Requirements: Copy the lines that start at the one containing "[segment] black t-shirt" and end after the one containing "POLYGON ((415 398, 408", switching "t-shirt" to "tee" and leaving everything else unchanged.

Dataset records:
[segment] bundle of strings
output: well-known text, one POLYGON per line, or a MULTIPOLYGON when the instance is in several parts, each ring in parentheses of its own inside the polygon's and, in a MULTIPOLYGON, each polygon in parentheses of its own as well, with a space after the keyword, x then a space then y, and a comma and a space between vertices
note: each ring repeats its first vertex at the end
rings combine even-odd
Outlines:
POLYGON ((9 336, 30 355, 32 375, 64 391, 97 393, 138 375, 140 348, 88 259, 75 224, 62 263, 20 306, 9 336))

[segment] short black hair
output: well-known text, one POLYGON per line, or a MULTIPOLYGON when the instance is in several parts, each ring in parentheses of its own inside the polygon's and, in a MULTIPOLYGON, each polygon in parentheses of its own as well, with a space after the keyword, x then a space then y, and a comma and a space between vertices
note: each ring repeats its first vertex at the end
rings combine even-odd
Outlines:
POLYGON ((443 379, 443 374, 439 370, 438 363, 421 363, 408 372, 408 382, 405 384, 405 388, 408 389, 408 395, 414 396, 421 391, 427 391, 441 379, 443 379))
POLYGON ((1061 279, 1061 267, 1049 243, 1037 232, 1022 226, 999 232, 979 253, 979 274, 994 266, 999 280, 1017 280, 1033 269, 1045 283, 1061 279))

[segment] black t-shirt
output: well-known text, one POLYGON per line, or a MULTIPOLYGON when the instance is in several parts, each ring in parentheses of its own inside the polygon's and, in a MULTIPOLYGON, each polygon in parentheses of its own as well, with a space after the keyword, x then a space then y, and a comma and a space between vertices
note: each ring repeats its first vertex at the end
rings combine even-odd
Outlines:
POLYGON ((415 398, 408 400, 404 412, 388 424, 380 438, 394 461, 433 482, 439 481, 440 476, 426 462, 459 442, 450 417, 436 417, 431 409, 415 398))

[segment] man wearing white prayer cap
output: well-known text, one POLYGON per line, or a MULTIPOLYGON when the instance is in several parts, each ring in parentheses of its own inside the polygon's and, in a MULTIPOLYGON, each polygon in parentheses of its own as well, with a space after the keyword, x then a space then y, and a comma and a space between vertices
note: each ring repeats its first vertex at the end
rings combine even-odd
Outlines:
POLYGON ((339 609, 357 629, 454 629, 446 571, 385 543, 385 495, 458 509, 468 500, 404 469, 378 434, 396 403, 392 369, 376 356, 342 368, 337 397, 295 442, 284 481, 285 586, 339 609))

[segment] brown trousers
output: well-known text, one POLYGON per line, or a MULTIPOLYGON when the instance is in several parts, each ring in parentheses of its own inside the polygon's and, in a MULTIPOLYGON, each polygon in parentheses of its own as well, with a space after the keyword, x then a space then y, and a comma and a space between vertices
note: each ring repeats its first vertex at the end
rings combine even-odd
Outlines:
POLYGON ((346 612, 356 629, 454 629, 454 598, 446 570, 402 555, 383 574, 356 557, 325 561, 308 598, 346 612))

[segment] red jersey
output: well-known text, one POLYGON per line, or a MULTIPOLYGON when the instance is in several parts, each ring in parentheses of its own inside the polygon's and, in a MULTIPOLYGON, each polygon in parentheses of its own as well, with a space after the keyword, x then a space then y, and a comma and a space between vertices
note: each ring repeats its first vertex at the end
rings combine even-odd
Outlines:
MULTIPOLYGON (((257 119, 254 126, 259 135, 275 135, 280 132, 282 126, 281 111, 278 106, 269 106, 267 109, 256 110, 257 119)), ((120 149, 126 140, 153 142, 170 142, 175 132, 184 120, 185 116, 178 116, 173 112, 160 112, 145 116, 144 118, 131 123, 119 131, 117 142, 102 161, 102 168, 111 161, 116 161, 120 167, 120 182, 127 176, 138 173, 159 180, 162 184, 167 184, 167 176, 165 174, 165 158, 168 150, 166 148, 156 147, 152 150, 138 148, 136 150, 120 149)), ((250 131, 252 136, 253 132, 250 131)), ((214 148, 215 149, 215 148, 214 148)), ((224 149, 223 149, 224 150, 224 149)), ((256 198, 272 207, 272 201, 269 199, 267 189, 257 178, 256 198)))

Output for this exercise:
[segment] black tee
output: well-known text, one POLYGON per line, or a MULTIPOLYGON when the instance is in several parts, each ring in parentheses of its own inside the polygon's and, in a MULTIPOLYGON, each polygon in parentheses of its own as well, with a space after the keyword, x then a space then y, and a comma and a space between vertices
note: each ring repeats its first vertex at the end
rings combine even-odd
Outlines:
POLYGON ((415 398, 408 400, 404 412, 388 424, 380 438, 394 461, 433 482, 439 481, 440 476, 426 462, 459 442, 450 417, 436 417, 431 409, 415 398))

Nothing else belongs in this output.